Work instructions:
Reproduce in full, word for word, the parliamentary speech on the Bill to prohibit mining in Kakadu National Park.

Mr COHEN (Minister for Arts, Heritage and Environment)(10.05) —I move:

That the Bill be now read a second time.

The purpose of this Bill is to amend the National Parks and Wildlife Conservation Act 1975 to prevent exploration and mining for minerals, and related operations in Kakadu National Park. The Bill applies to all mineral interests including those interests which existed prior to the proclamation of the park. The Bill also provides that no compensation will be payable by the Commonwealth to any person, body politic or body corporate by reason of the enactment of this legislation. I shall deal first with the Bill itself, then outline the general history of national parks, and of Kakadu National Park in particular. I shall then cover some of the more recent events which have led the Government to introduce this legislation.

The scheme of the Bill is as follows: Clause 3 of the Bill amends the section of the National Parks and Wildlife Conservation Act which currently preserves existing mineral interests from the provisions of the Act, park regulations and plans of management. Other existing interests will remain preserved. Clause 4 of the Bill prohibits the carrying out of operations for the recovery of minerals in Kakadu National Park, including mining, prospecting, exploration, milling, refining, treatment and processing of minerals and other related operations. There is no Commonwealth requirement for any compensation to be paid by the Commonwealth as a result of the enactment of this Bill. Clause 5 makes it clear that no compensation will be paid to anybody.

Dataset excerpts:

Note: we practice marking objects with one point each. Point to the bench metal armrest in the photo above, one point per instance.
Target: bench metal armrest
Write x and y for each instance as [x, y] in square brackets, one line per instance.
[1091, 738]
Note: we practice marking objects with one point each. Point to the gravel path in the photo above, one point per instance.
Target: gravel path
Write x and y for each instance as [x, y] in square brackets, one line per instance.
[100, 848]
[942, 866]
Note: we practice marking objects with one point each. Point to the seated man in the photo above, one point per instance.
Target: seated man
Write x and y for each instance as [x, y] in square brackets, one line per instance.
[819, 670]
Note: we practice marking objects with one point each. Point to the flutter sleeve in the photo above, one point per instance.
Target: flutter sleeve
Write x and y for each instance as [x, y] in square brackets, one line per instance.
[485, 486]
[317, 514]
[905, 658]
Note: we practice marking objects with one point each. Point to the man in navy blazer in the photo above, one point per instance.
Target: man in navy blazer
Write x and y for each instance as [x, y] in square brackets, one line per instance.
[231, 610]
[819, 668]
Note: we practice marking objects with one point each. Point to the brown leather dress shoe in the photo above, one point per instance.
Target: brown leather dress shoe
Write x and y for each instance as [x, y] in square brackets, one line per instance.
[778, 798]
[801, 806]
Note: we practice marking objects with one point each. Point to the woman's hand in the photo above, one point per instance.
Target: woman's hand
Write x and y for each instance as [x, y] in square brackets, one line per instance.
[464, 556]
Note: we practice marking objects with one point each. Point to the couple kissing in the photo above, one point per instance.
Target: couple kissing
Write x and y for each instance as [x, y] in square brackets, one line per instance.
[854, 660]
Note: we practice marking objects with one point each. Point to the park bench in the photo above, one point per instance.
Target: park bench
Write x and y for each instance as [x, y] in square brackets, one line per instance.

Result of the exercise:
Mr COHEN (Minister for Arts, Heritage and Environment)(10.05) —I move:

That the Bill be now read a second time.

The purpose of this Bill is to amend the National Parks and Wildlife Conservation Act 1975 to prevent exploration and mining for minerals, and related operations in Kakadu National Park. The Bill applies to all mineral interests including those interests which existed prior to the proclamation of the park. The Bill also provides that no compensation will be payable by the Commonwealth to any person, body politic or body corporate by reason of the enactment of this legislation. I shall deal first with the Bill itself, then outline the general history of national parks, and of Kakadu National Park in particular. I shall then cover some of the more recent events which have led the Government to introduce this legislation.

The scheme of the Bill is as follows: Clause 3 of the Bill amends the section of the National Parks and Wildlife Conservation Act which currently preserves existing mineral interests from the provisions of the Act, park regulations and plans of management. Other existing interests will remain preserved. Clause 4 of the Bill prohibits the carrying out of operations for the recovery of minerals in Kakadu National Park, including mining, prospecting, exploration, milling, refining, treatment and processing of minerals and other related operations. There is no Commonwealth requirement for any compensation to be paid by the Commonwealth as a result of the enactment of this Bill. Clause 5 makes it clear that no compensation will be paid to anybody.